SUPPLIED PASSAGE:
<<<<

Defendant local authority granting option to claimant land developer to purchase land — Defendants subsequently registering land as village green — Whether user of land fulfilling criteria found in section 22 of Commons Registration Act 1965 — Defendants refusing to allow claimant to challenge evidence — Application for judicial review allowed

The defendant local authority granted the claimant land developer an option to purchase land. Local residents subsequently applied to the defendants, in their capacity as registration authority, to have the land registered as a village green. The defendants sent out questionnaires to the local residents to canvass their views on the manner in which the land was used. Each questionnaire was accompanied by a map, which was marked up to delineate the locality under consideration.

The claimant wished to object to the registration but was informed by the defendants that, under the Commons Registration Act 1965, the defendants were not obliged to hold a public hearing. On the basis of the evidence supplied by local residents, the defendants adopted the land as a village green. The claimants challenged the decision-making process by way of an application for judicial review, and applied to have the register amended on the ground that the provisions of section 22 of the 1965 Act had not been complied with.

Held: The application was allowed.

The definition of a town or village green was identified in section 22(1), as amended by section 98 of the Countryside and Rights of Way Act 2000, as “land on which for not less than twenty years a significant number of the inhabitants of any locality, or of any neighbourhood within a locality, have indulged in lawful sports and pastimes as of right, and either (a) continue to do so, or (b) have ceased to do so for not more than such period as may be prescribed, or determined in accordance with prescribed provisions”.

On the evidence, the criteria in that definition had not been met. Because the land was significantly overgrown, the users must necessarily have been highly restricted and it would have been impossible for local residents to have used the land for the sporting and leisure activities they described. The land had not been used “as of right” for the appropriate period. The users had withdrawn an earlier application for registration upon the claimant’s assertion of its claim; this amounted to tacit acceptance on their part that their use was not “as of right”: see R v Oxfordshire County Council, ex parte Sunningwell Parish Council [1999] 31 EG 85. Little settled authority existed on the meaning of the term “locality”, but the court could not accept that it was defined by the arbitrary marking up of a map, which would deprive the term of any significance. In order to constitute a “locality”, some essential characteristic of “community” was required; this had to amount to more than a mere indication of a geographical area.

>>>>

GIVEN EXERCISE 1: Count the lines of the records that contain the string "upright", treating uppercase and lowercase as different, and reply with that number alone.

TASK DATA:
<<<<

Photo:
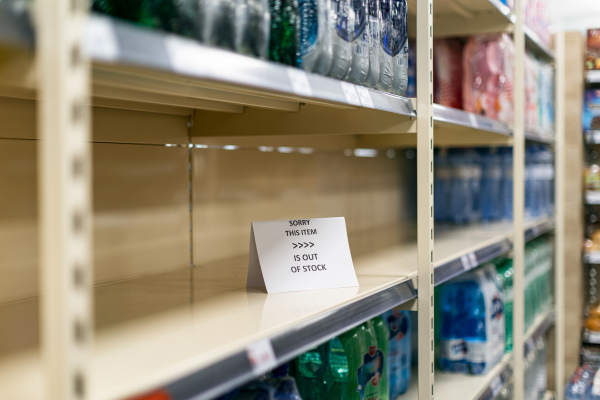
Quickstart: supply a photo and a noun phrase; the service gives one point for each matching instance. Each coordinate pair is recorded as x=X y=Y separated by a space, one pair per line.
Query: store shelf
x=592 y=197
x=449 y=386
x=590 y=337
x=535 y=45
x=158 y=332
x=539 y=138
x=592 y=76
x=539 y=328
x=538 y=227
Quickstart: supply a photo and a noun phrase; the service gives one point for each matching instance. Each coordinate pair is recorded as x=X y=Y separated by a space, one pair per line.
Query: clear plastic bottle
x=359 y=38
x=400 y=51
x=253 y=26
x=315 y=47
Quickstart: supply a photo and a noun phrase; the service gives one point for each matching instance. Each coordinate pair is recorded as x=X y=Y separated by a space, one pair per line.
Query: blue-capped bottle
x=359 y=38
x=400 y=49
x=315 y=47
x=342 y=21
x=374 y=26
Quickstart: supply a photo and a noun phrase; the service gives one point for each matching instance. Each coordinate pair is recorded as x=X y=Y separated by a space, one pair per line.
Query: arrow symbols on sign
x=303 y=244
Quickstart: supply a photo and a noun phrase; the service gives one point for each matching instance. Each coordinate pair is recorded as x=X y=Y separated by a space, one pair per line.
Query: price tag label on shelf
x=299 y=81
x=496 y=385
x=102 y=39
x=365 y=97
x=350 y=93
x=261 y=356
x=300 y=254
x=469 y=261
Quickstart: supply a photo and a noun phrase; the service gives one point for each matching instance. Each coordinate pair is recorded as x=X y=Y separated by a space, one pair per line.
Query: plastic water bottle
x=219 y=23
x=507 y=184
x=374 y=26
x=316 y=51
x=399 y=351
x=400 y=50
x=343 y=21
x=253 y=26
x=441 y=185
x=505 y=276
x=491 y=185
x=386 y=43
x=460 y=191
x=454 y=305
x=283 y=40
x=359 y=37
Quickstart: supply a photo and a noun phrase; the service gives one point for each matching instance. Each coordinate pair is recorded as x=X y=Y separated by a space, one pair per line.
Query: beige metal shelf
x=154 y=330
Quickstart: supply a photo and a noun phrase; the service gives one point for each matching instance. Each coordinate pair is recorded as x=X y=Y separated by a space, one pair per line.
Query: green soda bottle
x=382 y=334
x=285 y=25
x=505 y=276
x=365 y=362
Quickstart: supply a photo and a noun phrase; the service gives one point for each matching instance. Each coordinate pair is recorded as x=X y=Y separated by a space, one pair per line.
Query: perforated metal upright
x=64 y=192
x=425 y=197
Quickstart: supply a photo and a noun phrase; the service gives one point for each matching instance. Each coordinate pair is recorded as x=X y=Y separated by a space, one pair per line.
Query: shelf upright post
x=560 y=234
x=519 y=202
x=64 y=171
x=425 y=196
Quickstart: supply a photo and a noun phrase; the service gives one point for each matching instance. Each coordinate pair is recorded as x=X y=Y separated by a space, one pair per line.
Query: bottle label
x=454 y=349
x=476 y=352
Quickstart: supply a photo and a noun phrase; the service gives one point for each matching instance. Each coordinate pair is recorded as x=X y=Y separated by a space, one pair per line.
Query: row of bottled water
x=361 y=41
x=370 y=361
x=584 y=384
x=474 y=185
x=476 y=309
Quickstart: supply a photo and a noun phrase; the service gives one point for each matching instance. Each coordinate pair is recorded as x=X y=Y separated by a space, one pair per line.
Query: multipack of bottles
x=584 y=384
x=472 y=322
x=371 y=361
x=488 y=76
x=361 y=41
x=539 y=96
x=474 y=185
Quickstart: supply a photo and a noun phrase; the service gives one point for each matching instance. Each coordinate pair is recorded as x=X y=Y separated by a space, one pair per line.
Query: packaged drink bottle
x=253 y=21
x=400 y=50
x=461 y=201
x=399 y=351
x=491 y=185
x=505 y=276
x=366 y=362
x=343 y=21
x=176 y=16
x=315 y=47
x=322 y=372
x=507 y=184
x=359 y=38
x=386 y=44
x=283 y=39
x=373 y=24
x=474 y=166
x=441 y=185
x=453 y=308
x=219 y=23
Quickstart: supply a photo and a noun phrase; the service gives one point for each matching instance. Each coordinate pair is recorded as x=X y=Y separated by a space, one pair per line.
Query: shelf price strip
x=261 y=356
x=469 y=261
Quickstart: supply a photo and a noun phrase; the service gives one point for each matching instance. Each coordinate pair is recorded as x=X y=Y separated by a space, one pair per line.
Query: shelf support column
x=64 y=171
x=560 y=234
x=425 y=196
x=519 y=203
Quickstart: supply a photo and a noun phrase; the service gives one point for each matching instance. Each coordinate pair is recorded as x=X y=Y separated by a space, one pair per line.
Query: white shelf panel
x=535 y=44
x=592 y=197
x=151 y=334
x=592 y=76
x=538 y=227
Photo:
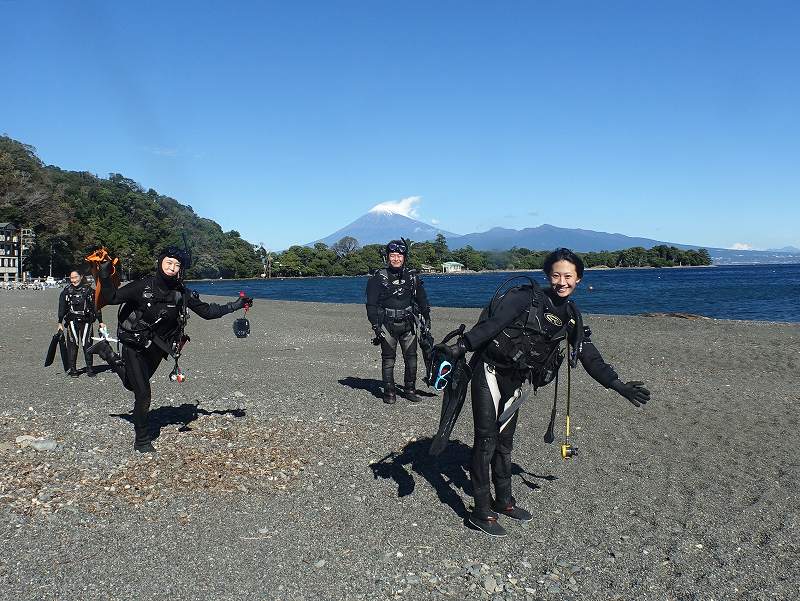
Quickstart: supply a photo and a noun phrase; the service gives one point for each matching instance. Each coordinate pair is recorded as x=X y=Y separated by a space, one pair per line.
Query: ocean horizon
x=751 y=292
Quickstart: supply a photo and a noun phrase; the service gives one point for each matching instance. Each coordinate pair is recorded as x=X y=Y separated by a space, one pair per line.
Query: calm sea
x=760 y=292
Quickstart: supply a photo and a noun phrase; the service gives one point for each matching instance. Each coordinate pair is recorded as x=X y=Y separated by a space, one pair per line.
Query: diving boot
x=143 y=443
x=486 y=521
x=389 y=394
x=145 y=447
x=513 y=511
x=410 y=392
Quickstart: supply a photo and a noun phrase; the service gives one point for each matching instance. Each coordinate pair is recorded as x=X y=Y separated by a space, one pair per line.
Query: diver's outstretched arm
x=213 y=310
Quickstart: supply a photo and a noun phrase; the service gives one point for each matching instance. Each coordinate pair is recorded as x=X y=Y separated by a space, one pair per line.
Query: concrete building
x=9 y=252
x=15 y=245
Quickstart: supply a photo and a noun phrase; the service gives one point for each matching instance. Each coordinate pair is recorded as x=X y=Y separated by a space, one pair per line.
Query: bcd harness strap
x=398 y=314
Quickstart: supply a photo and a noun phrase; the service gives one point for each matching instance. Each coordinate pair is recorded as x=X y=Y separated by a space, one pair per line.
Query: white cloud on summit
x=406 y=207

>>>>

GIVEN EXERCISE 2: Please transcribe, character for character, the stretch of the village green case summary that opens with the words containing "The claimant wished" and closes with "application was allowed.".

TASK OUTPUT 1: 2

TASK OUTPUT 2:
The claimant wished to object to the registration but was informed by the defendants that, under the Commons Registration Act 1965, the defendants were not obliged to hold a public hearing. On the basis of the evidence supplied by local residents, the defendants adopted the land as a village green. The claimants challenged the decision-making process by way of an application for judicial review, and applied to have the register amended on the ground that the provisions of section 22 of the 1965 Act had not been complied with.

Held: The application was allowed.